- **Фрагмент текста**
--------

Проблема, рожденная исчерпанностью риторической традиции. Проблема, связанная с реальным кризисом высоких идеалов в повседневности. Круг того, что мы готовы признать правдоподобным, правдивым, типичным и настоящим, резко сужается. Критический реализм XIX века уже формировался как ответ на этот кризис.

При экранизации «Тараса Бульбы» есть объективная опасность сделать фильм жертвой и массового обожания боевика, и интеллектуально-интеллигентского презрения к нему. Боюсь, отчасти так и произойдет на этот раз.

Шекспиризация

Но дело в том, что и Гоголь написал не абсолютный эпос, и Бортко сочинил сценарий, который выводит экранизируемого «Тараса Бульбу» в иные эстетические координаты.

Никаких особых визуальных образов я не заметила. Никаких особо ярких и семантически емких монтажных решений тем более. Режиссерская коррекция сюжета и некоторые опорные моменты актерской игры — вот прибежище авторского видения и авторского смысла.

Зачем Тарас Бульба затевает военный поход и даже хитро меняет предводителя воинства? Погулять, мол, казакам пора? Ничего более внятного не говорится на эту тему. И такая мотивация в современном мире как-то не звучит. Вослед рвению Бульбы приходит и реальный повод для начала военных действий. Но личная потребность героя в гульбе и войне первоначальны и лишены прозаизма — и у Гоголя, и у Бортко.

У Богдана Ступки есть особый, его неповторимый прищур, с каким его Бульба наблюдает за сыновьями, которых давно не видел.

От взгляда-прищура Бульбы в начале действие развивается к страждущему, слезоточащему взгляду Бульбы, наблюдающему не за казнью Остапа, а за поведением казнимого Остапа. В кульминации — взгляд, искаженный судорогой изумления при виде Андрия, летящего впереди польского войска. И горестное созерцание — любование убитым собственной рукой сыном-предателем.

Бульба у Бортко ставит опыт над своими сыновьями, а заодно над всем казачеством, то есть лучшими из лучших. Бульба их проверяет, испытывает, «пытает».

Как в свое время замечательно показал Леонид Пинский, шекспировский король. Когда Лир требует от дочерей по очереди публично выражать свои чувства, он занимается именно испытанием, опытным дознанием, экспериментом, experimentum crucis — термин, как пишет Пинский, «восходящий к средневековым пыткам».

Из опыта короля Лира получилась трагедия, потому что мир оказался одновременно и сложнее былого внеличного канона человеческих взаимоотношений, и дисгармоничнее, чем король мог представить. Лир попал в сердцевину всех конфликтов.

Тарас Бульба наследует судьбу Лира. Вся гоголевская история у Бортко — мужской и российский парафраз на тему ренессансной трагедии с тремя героинями. И Янкель (Сергей Дрейден) при Бульбе — как Шут при Лире. И Андрий с прекрасной полячкой (Магдалена Мельцаж) — как Ромео и Джульетта, чья любовь изначально не слишком совместима с жизнью.

--------

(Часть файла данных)
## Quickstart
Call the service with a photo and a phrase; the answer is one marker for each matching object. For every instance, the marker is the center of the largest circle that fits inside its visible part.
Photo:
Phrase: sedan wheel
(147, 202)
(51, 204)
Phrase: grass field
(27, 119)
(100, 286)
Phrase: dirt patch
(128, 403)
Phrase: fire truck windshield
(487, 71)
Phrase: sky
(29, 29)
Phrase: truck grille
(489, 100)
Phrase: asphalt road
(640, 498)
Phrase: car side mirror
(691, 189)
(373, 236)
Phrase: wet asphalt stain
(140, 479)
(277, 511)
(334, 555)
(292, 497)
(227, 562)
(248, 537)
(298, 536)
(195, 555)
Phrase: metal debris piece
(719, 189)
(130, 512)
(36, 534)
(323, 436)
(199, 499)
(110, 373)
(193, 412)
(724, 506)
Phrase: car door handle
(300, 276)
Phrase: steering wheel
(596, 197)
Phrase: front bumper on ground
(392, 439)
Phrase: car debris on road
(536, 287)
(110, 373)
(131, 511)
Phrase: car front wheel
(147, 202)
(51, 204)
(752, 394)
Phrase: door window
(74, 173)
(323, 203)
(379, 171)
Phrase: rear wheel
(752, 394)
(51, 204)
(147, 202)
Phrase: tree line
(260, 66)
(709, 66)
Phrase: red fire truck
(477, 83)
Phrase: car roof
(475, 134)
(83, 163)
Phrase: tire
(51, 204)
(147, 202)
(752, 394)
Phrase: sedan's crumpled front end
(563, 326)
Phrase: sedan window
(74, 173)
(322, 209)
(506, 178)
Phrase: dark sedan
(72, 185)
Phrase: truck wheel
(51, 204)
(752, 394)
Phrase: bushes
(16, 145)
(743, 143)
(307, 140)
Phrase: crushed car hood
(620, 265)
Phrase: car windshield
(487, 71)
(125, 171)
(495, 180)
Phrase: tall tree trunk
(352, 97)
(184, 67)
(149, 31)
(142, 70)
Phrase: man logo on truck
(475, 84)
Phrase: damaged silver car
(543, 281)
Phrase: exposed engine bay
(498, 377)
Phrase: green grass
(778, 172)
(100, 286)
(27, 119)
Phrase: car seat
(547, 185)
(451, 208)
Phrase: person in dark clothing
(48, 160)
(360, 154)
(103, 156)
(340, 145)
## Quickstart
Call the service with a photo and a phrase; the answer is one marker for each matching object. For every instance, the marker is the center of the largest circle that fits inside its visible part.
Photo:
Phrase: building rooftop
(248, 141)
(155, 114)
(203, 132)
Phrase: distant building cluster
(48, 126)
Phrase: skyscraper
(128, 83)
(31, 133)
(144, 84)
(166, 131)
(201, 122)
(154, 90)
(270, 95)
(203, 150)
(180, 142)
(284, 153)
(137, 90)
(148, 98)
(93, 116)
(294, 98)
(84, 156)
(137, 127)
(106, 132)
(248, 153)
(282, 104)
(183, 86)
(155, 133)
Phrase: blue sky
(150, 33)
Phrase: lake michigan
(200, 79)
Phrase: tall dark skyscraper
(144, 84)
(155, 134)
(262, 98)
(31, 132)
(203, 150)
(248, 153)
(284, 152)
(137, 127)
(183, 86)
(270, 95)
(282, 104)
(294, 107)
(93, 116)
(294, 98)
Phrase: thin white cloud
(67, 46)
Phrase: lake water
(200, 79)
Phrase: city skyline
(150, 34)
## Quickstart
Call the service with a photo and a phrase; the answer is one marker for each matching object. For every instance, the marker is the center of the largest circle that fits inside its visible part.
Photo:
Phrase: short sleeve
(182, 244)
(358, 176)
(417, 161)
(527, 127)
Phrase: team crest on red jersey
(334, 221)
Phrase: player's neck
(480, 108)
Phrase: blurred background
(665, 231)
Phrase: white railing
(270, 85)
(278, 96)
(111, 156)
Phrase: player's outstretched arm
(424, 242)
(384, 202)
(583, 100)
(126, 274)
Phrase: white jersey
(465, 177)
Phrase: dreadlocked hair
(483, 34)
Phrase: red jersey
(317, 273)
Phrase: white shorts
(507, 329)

--------

- **Что сделать**
**A)** Ответьте по фрагменту об экранизации «Тараса Бульбы»:
(i) Какой актер играет Янкеля?
(ii) Чей неповторимый прищур выделяется в фильме?
(iii) Какой термин, по словам Пинского, «восходит к средневековым пыткам»?
**B)** Извлеките каждую строку, в которой встречается слово «road».
Фрагмент и строки взяты из разных источников.

- **Ответы на задания**
**A)**
(i) Сергей Дрейден.
(ii) Богдана Ступки.
(iii) Experimentum crucis.

**B)**
Phrase: asphalt road
Phrase: car debris on road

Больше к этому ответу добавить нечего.